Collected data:
******************************

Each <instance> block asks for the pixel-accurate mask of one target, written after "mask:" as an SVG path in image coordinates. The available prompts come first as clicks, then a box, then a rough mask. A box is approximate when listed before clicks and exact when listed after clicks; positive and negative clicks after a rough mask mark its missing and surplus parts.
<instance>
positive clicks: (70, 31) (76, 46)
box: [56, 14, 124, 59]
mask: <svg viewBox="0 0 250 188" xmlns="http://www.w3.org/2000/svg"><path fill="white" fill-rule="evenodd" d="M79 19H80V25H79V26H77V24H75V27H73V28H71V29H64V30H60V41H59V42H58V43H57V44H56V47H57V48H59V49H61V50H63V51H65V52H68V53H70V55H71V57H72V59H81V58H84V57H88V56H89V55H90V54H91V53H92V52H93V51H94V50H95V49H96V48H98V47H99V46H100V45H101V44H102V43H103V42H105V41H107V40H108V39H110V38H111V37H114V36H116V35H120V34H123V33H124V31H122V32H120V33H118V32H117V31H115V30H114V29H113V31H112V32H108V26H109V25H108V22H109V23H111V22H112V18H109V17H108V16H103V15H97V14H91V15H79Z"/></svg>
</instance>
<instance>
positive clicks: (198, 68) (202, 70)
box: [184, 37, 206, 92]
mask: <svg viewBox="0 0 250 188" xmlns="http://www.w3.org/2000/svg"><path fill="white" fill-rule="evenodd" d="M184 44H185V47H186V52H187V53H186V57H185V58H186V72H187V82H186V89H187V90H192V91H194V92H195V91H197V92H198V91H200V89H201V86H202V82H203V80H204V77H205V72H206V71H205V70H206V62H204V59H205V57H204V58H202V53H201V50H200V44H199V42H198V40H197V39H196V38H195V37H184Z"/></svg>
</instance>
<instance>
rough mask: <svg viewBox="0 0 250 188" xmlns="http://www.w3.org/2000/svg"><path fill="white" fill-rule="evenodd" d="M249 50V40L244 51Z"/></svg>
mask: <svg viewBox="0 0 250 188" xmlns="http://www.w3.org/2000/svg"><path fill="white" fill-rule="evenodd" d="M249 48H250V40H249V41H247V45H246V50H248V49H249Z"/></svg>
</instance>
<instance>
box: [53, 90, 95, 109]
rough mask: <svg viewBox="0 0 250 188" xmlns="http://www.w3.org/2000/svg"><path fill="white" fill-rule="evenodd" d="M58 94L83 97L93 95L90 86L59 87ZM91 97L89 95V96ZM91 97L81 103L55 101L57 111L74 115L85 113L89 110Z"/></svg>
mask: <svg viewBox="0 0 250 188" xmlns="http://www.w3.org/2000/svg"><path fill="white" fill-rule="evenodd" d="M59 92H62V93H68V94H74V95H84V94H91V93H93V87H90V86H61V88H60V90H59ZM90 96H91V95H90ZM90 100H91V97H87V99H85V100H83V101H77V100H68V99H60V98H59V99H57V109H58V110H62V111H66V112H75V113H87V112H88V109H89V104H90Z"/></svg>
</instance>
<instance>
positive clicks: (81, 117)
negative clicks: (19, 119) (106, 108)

******************************

◆ TASK TO CARRY OUT ◆
Return each line of the data exactly as it was given.

◆ FINAL ANSWER ◆
Each <instance> block asks for the pixel-accurate mask of one target, written after "mask:" as an SVG path in image coordinates. The available prompts come first as clicks, then a box, then a rough mask. A box is approximate when listed before clicks and exact when listed after clicks; positive and negative clicks after a rough mask mark its missing and surplus parts.
<instance>
positive clicks: (70, 31) (76, 46)
box: [56, 14, 124, 59]
mask: <svg viewBox="0 0 250 188" xmlns="http://www.w3.org/2000/svg"><path fill="white" fill-rule="evenodd" d="M79 19H80V25H79V26H77V24H75V27H73V28H71V29H64V30H60V41H59V42H58V43H57V44H56V47H57V48H59V49H61V50H63V51H65V52H68V53H70V55H71V57H72V59H81V58H84V57H88V56H89V55H90V54H91V53H92V52H93V51H94V50H95V49H96V48H98V47H99V46H100V45H101V44H102V43H103V42H105V41H107V40H108V39H110V38H111V37H114V36H116V35H120V34H123V33H124V31H122V32H120V33H118V32H117V31H115V30H114V29H113V31H112V32H108V26H109V25H108V22H109V23H111V22H112V18H109V17H108V16H103V15H97V14H91V15H79Z"/></svg>
</instance>
<instance>
positive clicks: (198, 68) (202, 70)
box: [184, 37, 206, 92]
mask: <svg viewBox="0 0 250 188" xmlns="http://www.w3.org/2000/svg"><path fill="white" fill-rule="evenodd" d="M184 44H185V47H186V52H187V53H186V57H185V58H186V72H187V82H186V89H187V90H192V91H194V92H195V91H197V92H198V91H200V89H201V86H202V82H203V80H204V77H205V72H206V71H205V70H206V62H204V59H205V57H204V58H202V53H201V50H200V44H199V42H198V40H197V39H196V38H195V37H184Z"/></svg>
</instance>
<instance>
rough mask: <svg viewBox="0 0 250 188" xmlns="http://www.w3.org/2000/svg"><path fill="white" fill-rule="evenodd" d="M249 50V40L244 51Z"/></svg>
mask: <svg viewBox="0 0 250 188" xmlns="http://www.w3.org/2000/svg"><path fill="white" fill-rule="evenodd" d="M249 48H250V40H249V41H247V45H246V50H248V49H249Z"/></svg>
</instance>
<instance>
box: [53, 90, 95, 109]
rough mask: <svg viewBox="0 0 250 188" xmlns="http://www.w3.org/2000/svg"><path fill="white" fill-rule="evenodd" d="M58 94L83 97L93 95L90 86L59 87ZM91 97L89 95V96ZM91 97L81 103L55 101L57 111L74 115L85 113L89 110Z"/></svg>
mask: <svg viewBox="0 0 250 188" xmlns="http://www.w3.org/2000/svg"><path fill="white" fill-rule="evenodd" d="M59 92H62V93H68V94H74V95H84V94H91V93H93V87H90V86H61V88H60V90H59ZM90 96H91V95H90ZM90 100H91V97H87V99H85V100H83V101H77V100H68V99H60V98H59V99H57V109H58V110H62V111H66V112H75V113H87V112H88V109H89V104H90Z"/></svg>
</instance>
<instance>
positive clicks: (81, 117)
negative clicks: (19, 119) (106, 108)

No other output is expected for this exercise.